**** ARTICLE ****

You are viewing a plain text version of this content. The canonical link for it is here.
Posted to user@spark.apache.org by Aslan Bekirov <as...@gmail.com> on 2014/06/11 15:25:30 UTC

Normalizations in MLBase

Hi All,

I have to normalize a set of values in the range 0-500 to the [0-1] range.

Is there any util method in MLBase to normalize large set of data?

BR,
Aslan

Re: Normalizations in MLBase

Posted by Aslan Bekirov <as...@gmail.com>.
Thanks a lot DB.

I will test it and let you know the results.

BR,
Aslan


On Fri, Jun 13, 2014 at 12:34 AM, DB Tsai <db...@stanford.edu> wrote:

> Hi Asian,
>
> I'm not sure if mlbase code is maintained for the current spark
> master. The following is the code we use for standardization in my
> company. I'm intended to clean up, and submit a PR. You could use it
> for now.
>
>   def standardize(data: RDD[Vector]): RDD[Vector] = {
>     val summarizer = new RowMatrix(data).computeColumnSummaryStatistics
>     val mean = summarizer.mean
>     val variance = summarizer.variance
>
>     // The standardization will always densify the output, so the output
>     // will be stored in dense vector.
>     data.map(x => {
>       val n = x.toBreeze.length
>       val output = BDV.zeros[Double](n)
>       var i = 0
>       while(i < n) {
>         if(variance(i) == 0) {
>           output(i) = Double.NaN
>         } else {
>           output(i) = (x(i) - mean(i)) / Math.sqrt(variance(i))
>         }
>         i += 1
>       }
>       Vectors.fromBreeze(output)
>     })
>   }
>
> Sincerely,
>
> DB Tsai
> -------------------------------------------------------
> My Blog: https://www.dbtsai.com
> LinkedIn: https://www.linkedin.com/in/dbtsai
>
>
> On Thu, Jun 12, 2014 at 1:49 AM, Aslan Bekirov <as...@gmail.com>
> wrote:
> > Hi DB,
> >
> > I found a piece of code that uses znorm to normalize data.
> >
> >
> > /**
> >  * build training data set from sample and summary data
> >  */
> >  val train_data = sample_data.map( v =>
> >    Array.tabulate[Double](field_cnt)(
> >      i => zscore(v._2(i),sample_mean(i),sample_stddev(i))
> >    )
> >  ).cache
> >
> > Please make your comments if you find something wrong.
> >
> > BR,
> > Aslan
> >
> >
> >
> > On Thu, Jun 12, 2014 at 11:13 AM, Aslan Bekirov <as...@gmail.com>
> > wrote:
> >>
> >> Thanks a lot DB.
> >>
> >> I will try to do Znorm normalization using map transformation.
> >>
> >>
> >> BR,
> >> Aslan
> >>
> >>
> >> On Thu, Jun 12, 2014 at 12:16 AM, DB Tsai <db...@stanford.edu> wrote:
> >>>
> >>> Hi Aslan,
> >>>
> >>> Currently, we don't have the utility function to do so. However, you
> >>> can easily implement this by another map transformation. I'm working
> >>> on this feature now, and there will be couple different available
> >>> normalization option users can chose.

**** SUPPLIED INFORMATION ****

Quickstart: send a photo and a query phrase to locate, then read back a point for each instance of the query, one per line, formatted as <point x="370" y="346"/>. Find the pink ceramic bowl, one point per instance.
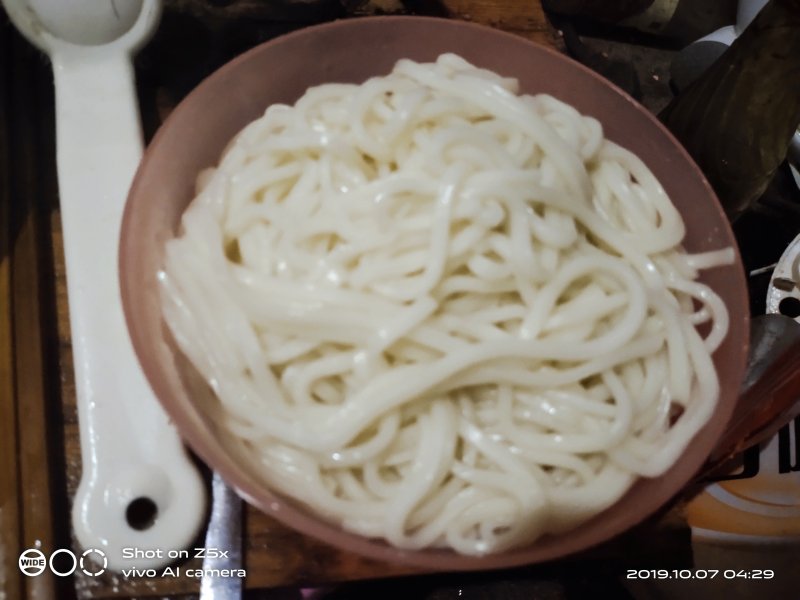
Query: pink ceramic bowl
<point x="351" y="51"/>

****

* WHAT IS ASKED
[A] In the thread's standardize function, what value is assigned to an output entry when the variance for that column is zero?
[B] Transcribe the stretch of the thread from "Is there any" through "know the results.".
Answer using only the thread, not the data.

* TASK-BY-TASK OUTPUTS
[A] Double.NaN

[B]
Is there any util method in MLBase to normalize large set of data?

BR,
Aslan

Re: Normalizations in MLBase

Posted by Aslan Bekirov <as...@gmail.com>.
Thanks a lot DB.

I will test it and let you know the results.